§ **Work required**
Can you change "each instance gets its own outline" to "every instance gets a separate outline" wherever it occurs in the lines below and give them again with everything else left as is?

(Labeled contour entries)
================

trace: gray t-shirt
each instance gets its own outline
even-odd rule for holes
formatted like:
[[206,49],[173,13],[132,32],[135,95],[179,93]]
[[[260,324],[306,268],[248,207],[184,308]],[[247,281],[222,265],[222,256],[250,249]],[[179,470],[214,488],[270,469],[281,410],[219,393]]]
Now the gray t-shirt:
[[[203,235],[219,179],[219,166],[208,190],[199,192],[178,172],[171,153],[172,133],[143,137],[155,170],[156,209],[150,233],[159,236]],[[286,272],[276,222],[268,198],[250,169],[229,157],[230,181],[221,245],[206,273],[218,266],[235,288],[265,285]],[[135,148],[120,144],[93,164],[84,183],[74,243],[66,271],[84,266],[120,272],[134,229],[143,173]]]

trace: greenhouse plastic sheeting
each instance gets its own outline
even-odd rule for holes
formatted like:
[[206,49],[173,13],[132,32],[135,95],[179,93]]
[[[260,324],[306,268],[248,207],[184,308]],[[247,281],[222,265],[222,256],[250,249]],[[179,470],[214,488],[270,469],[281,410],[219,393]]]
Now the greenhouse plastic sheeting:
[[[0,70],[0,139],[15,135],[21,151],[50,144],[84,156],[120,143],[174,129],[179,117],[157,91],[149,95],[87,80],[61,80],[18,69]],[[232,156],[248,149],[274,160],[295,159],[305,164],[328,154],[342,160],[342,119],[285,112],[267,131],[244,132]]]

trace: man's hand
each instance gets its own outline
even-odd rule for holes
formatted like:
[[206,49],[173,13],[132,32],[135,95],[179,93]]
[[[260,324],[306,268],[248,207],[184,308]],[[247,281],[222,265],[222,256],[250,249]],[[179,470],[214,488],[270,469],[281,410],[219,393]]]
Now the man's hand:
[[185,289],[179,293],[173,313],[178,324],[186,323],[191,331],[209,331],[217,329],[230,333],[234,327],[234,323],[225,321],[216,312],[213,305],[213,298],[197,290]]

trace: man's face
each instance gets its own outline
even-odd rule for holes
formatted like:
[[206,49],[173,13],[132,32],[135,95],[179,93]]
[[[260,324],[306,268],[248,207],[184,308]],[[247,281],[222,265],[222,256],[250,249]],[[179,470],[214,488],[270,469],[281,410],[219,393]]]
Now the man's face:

================

§ **Reply**
trace: gray t-shirt
every instance gets a separate outline
even-odd rule for holes
formatted like:
[[206,49],[173,13],[132,32],[135,95],[179,93]]
[[[260,324],[306,268],[248,207],[184,308]],[[247,281],[222,265],[222,256],[250,249]],[[179,470],[214,488],[270,469],[281,410],[219,393]]]
Now the gray t-shirt:
[[[203,235],[219,179],[219,166],[208,190],[199,192],[178,172],[171,153],[172,133],[143,137],[155,170],[156,209],[150,233],[159,236]],[[286,272],[276,222],[268,198],[250,169],[229,157],[230,181],[221,245],[206,273],[218,266],[235,288],[265,285]],[[135,148],[120,144],[93,164],[84,183],[74,243],[66,271],[84,266],[120,272],[134,229],[143,173]]]

trace: greenhouse plastic sheeting
every instance gets a separate outline
even-odd rule for holes
formatted like:
[[206,49],[173,13],[132,32],[135,95],[179,93]]
[[[260,324],[306,268],[248,207],[184,308]],[[247,281],[222,265],[222,256],[250,249]],[[179,470],[214,488],[270,469],[281,410],[219,393]]]
Now the greenhouse plastic sheeting:
[[[0,70],[0,139],[15,135],[21,151],[50,144],[84,156],[120,143],[174,129],[179,117],[157,91],[149,95],[87,80],[61,80],[18,69]],[[232,156],[248,149],[274,160],[295,159],[305,164],[328,154],[342,160],[342,119],[285,112],[267,131],[244,132]]]

trace: man's hand
every instance gets a separate outline
even-odd rule for holes
formatted like:
[[206,49],[173,13],[132,32],[135,95],[179,93]]
[[[260,324],[306,268],[248,207],[184,308]],[[247,281],[222,265],[222,256],[250,249]],[[179,470],[214,488],[270,469],[281,410],[219,393]]]
Now the man's hand:
[[185,289],[179,293],[173,313],[178,324],[186,323],[191,331],[209,331],[217,329],[230,333],[234,327],[234,323],[225,321],[216,312],[213,305],[213,298],[197,290]]

trace: man's face
every instance gets a separate outline
even-odd rule for holes
formatted like:
[[206,49],[173,13],[132,32],[135,95],[179,93]]
[[[260,324],[306,268],[248,207],[184,308]],[[247,281],[222,265],[222,256],[250,249]],[[179,470],[214,488],[270,469],[281,410],[219,393]]]
Now the man's face:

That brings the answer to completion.